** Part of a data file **
-- -- --
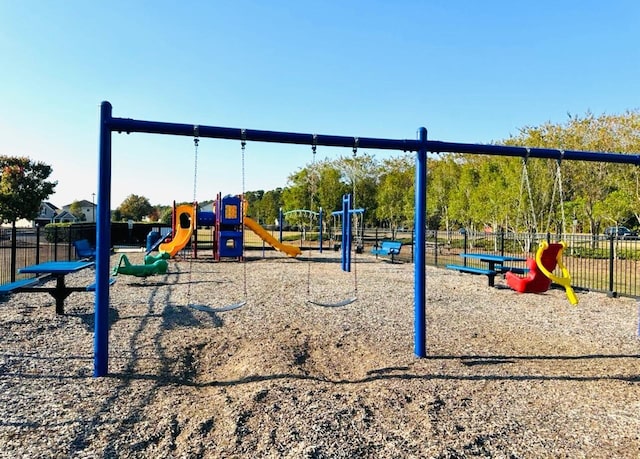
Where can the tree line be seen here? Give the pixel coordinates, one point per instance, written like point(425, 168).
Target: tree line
point(471, 191)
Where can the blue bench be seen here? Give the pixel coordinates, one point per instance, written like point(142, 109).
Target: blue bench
point(84, 250)
point(11, 286)
point(387, 248)
point(504, 269)
point(490, 273)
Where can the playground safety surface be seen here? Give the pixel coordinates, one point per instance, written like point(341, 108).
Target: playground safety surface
point(508, 375)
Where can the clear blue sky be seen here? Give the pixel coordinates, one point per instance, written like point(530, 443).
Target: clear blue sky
point(469, 71)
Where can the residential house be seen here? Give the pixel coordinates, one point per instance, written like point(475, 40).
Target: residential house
point(65, 217)
point(86, 208)
point(47, 212)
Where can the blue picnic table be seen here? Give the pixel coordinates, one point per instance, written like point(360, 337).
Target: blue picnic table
point(495, 265)
point(58, 270)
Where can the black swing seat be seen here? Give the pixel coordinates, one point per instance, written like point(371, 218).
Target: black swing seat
point(334, 305)
point(205, 308)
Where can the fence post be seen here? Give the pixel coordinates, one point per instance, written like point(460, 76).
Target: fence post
point(464, 247)
point(37, 244)
point(14, 251)
point(55, 243)
point(611, 293)
point(435, 245)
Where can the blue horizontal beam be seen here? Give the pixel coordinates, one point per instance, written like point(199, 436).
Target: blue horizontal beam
point(153, 127)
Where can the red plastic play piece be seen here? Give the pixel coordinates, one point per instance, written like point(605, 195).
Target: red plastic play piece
point(535, 281)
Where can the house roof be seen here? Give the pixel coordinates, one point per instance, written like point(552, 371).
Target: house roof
point(83, 203)
point(65, 215)
point(50, 205)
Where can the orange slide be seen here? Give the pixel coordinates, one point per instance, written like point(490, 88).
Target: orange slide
point(184, 229)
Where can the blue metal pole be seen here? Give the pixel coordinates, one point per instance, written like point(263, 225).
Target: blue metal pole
point(103, 247)
point(343, 241)
point(320, 228)
point(347, 217)
point(420, 263)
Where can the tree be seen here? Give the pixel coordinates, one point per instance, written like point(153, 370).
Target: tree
point(589, 183)
point(76, 209)
point(395, 192)
point(23, 187)
point(135, 207)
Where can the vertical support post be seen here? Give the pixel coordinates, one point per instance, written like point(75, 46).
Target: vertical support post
point(38, 244)
point(14, 251)
point(320, 216)
point(346, 233)
point(103, 246)
point(420, 271)
point(612, 293)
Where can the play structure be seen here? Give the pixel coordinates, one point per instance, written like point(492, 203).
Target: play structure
point(182, 229)
point(227, 230)
point(540, 275)
point(110, 124)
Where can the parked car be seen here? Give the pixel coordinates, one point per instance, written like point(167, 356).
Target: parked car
point(621, 232)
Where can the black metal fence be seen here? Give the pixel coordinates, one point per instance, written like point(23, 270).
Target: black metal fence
point(22, 247)
point(596, 262)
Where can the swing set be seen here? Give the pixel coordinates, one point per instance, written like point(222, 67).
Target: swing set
point(110, 124)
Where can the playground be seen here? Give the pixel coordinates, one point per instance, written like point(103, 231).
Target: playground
point(507, 374)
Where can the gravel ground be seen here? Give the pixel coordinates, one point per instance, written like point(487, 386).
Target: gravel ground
point(508, 375)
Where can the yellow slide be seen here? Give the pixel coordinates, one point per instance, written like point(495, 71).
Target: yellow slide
point(184, 229)
point(254, 226)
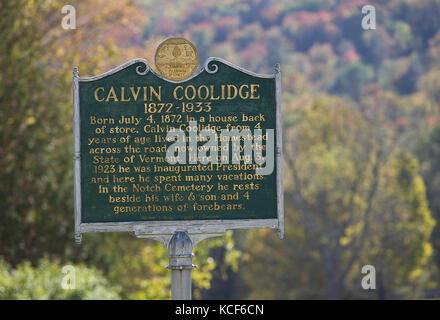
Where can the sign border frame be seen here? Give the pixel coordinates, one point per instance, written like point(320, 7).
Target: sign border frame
point(159, 228)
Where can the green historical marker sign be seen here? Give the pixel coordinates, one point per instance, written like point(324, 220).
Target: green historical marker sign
point(155, 156)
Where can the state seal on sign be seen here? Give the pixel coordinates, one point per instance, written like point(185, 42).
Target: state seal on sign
point(176, 59)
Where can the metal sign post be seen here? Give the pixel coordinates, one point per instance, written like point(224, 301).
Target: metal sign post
point(126, 177)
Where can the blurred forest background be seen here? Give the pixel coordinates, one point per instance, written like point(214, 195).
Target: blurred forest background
point(361, 148)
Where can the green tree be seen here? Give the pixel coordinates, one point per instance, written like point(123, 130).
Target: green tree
point(351, 199)
point(45, 282)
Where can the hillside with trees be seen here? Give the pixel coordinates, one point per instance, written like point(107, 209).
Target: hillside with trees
point(361, 134)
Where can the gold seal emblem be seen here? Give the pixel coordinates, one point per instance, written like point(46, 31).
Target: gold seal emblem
point(176, 59)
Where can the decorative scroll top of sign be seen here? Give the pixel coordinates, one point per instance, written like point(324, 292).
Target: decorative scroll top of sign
point(176, 59)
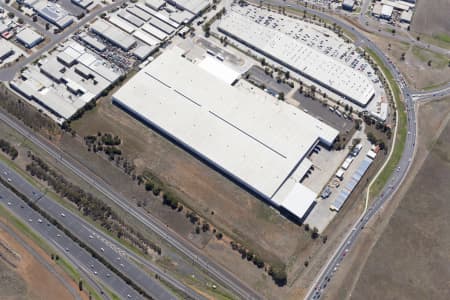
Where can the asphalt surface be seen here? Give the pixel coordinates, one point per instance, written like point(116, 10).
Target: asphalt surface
point(223, 276)
point(172, 238)
point(79, 257)
point(7, 74)
point(321, 282)
point(108, 248)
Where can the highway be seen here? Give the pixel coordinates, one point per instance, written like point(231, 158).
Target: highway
point(110, 249)
point(76, 255)
point(394, 182)
point(184, 246)
point(43, 261)
point(172, 238)
point(217, 272)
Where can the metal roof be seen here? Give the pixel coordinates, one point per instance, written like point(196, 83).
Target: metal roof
point(254, 137)
point(299, 57)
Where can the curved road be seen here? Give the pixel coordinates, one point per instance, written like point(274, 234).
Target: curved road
point(172, 238)
point(396, 178)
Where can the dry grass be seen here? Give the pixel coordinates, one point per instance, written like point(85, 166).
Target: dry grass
point(411, 260)
point(30, 279)
point(431, 17)
point(224, 204)
point(415, 66)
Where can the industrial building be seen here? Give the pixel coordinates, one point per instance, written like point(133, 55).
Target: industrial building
point(29, 38)
point(113, 34)
point(348, 189)
point(348, 4)
point(6, 50)
point(97, 45)
point(406, 16)
point(386, 12)
point(65, 81)
point(193, 6)
point(83, 3)
point(299, 57)
point(258, 141)
point(51, 12)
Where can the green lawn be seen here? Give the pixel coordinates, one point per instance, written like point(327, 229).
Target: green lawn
point(400, 141)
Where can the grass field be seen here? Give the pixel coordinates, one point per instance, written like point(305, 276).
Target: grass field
point(431, 18)
point(439, 61)
point(228, 207)
point(410, 260)
point(401, 130)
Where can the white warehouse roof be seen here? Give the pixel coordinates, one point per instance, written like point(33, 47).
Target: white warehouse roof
point(299, 57)
point(29, 37)
point(259, 141)
point(113, 34)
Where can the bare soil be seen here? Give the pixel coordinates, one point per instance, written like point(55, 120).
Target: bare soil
point(401, 255)
point(227, 206)
point(431, 17)
point(28, 278)
point(415, 66)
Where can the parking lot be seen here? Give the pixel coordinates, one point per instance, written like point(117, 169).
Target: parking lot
point(258, 76)
point(323, 113)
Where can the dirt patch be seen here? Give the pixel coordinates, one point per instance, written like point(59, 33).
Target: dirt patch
point(228, 207)
point(431, 17)
point(415, 66)
point(399, 254)
point(28, 278)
-- -- --
** Objective **
Rewrite the records from the line with "Where can the hillside" to the line with "point(396, 178)", requests included, lowering every coordinate in the answers by 120 while leaving the requests and their format samples unchanged. Leave the pictures out.

** The completed task **
Where can the hillside with trees be seen here? Give the pixel coordinates, one point per instance, written like point(107, 209).
Target: hillside with trees
point(241, 14)
Where can the gold seal emblem be seen here? Give the pixel coordinates, one point per instance, written like point(46, 31).
Target: gold seal emblem
point(56, -61)
Where can the decorative scroll top of sign be seen here? Give the pixel coordinates, one point per instance, written like point(324, 292).
Target: decorative scroll top of sign
point(56, -61)
Where can the asphalt surface be seen here? Give the pixel coordinates, one point per instance, written like point(116, 10).
Target: asphalt surface
point(103, 156)
point(52, 118)
point(-41, 137)
point(-113, -46)
point(201, 162)
point(-12, 128)
Where can the highway be seen here? Give the pixel coordinates, one point per instance, written like point(231, 158).
Target: highway
point(-10, 129)
point(-44, 135)
point(274, 62)
point(64, 126)
point(-77, 141)
point(52, 118)
point(97, 152)
Where can the metal roof be seen here? Give the pixel coordinates, one point per instance, written like point(196, 83).
Target: metal roof
point(134, 17)
point(179, -63)
Where can the curved road be seen here? Give the pixel coordinates, one point per instance, written like point(274, 234).
Target: curved road
point(52, 118)
point(276, 58)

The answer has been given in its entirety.